Wednesday, May 23, 2012

The Devil is in the Details!

Section 1:

     The road to hell is paved with good intentions.  What I am talking about is about the notion of home ownership linked to the American Dream. Modern American dream theory, or perhaps 50’s to early 00’s, is that the American Dream  is the house with the white picket fence, a dog named sparky, and that rascal neighbor child who will eventually date your daughter creating  hilarious sitcom material and run on sentences. Next thing you know, policies start being implemented to put people in homes because everyone should have a home.  Firms start bundling mortgages, I will skip over the complicated process of doing so but the Learning Object and the visual video history found in the resources section provide good information on how the process works,  enabled this to happen.
   
       Fast-forward and you have the entrenched entitlement philosophy where Wall Street is trying to out due Fannie and Freddie, corruption in government and Wall Street, promoting bad predatory practices so people can get into homes, even if they cannot afford it, in exchange for votes, and thus the perfect storm is born. That is what I find interesting about the section. An idea everyone thinks is good, home ownership.  While the idea of property ownership, and its status in society, was something to be attainable in the founding of the country, there is a reason why the phrase “Life, Liberty, and the pursuit of Property” was changed to “Life, Liberty, and the Pursuit of Happiness.” It’s a more realistic outlook, not everyone at the time, and today in regards of home ownership, can or should have property. Also happiness creates a better, optimistic, view that invokes feelings of freedom than the idea of property.
     
      What we can do with this in the secondary social studies classroom, is to compare modern views of what is “the founding spirit of America” with what the founders actually said. We can have students compare past politicians and economists expressing home-ownership and the American Dream with the founding ideas expressed by the Founding fathers, even the letters between two founders who did not agree with each other. We can also use this to teach students to think critically, as the idea of the “American Dream” had no origins within the foundation of the country.

Section 2:
     To answer question number 4. No. So long as there is corruption and greed in Washington and Wall Street there will be another crisis. In addition, when those who helped cause the crisis, or who blundered through it, are writing the bills to prevent it, my faith in the bill's ability to do anything positive is no existent. We had regulatory committees full of people who benefited from Fannie and Freddie, who got friends and loved ones in jobs, who lambasted the regulator, people who have gone back and forth between these companies to Washington and back to these quasi-governmental companies.  When the blind lead the blind, we are likely to fall into a hole. 
    
     In addition, even if these safeguards are placed in, there are chances that the very preventatives we place may end up causing another crisis, or prolong the crisis making a bigger crisis; unintended consequences.   We cannot stop all crisis from happening, what we can do is adapt correctly, and respond correctly, to the ones that we face.

▶ [RECORD EXCERPTS]:
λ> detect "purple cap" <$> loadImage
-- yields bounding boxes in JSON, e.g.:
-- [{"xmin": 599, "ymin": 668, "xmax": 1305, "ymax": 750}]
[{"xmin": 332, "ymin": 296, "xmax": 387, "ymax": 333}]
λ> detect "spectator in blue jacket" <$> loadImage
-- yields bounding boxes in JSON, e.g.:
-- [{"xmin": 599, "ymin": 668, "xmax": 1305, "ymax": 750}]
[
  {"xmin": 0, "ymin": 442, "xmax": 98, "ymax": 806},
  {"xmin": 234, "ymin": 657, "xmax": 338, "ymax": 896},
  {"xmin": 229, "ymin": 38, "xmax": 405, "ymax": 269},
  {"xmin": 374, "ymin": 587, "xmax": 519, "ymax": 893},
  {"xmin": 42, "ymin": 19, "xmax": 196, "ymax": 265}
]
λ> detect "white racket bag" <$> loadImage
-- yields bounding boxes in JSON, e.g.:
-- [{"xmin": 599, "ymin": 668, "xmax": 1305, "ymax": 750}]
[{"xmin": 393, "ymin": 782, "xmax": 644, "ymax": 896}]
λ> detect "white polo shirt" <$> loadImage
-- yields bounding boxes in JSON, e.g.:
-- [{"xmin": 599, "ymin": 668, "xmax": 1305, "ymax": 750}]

▶ [OBJECTIVE]: Revise the home ownership text, starting at "The Devil is" and ending at "this to happen.", so that "white picket fence" becomes "red brick wall". Rely on the text alone, without the records.

▶ [TASK SOLUTION]:
The Devil is in the Details!

Section 1:

     The road to hell is paved with good intentions.  What I am talking about is about the notion of home ownership linked to the American Dream. Modern American dream theory, or perhaps 50’s to early 00’s, is that the American Dream  is the house with the red brick wall, a dog named sparky, and that rascal neighbor child who will eventually date your daughter creating  hilarious sitcom material and run on sentences. Next thing you know, policies start being implemented to put people in homes because everyone should have a home.  Firms start bundling mortgages, I will skip over the complicated process of doing so but the Learning Object and the visual video history found in the resources section provide good information on how the process works,  enabled this to happen.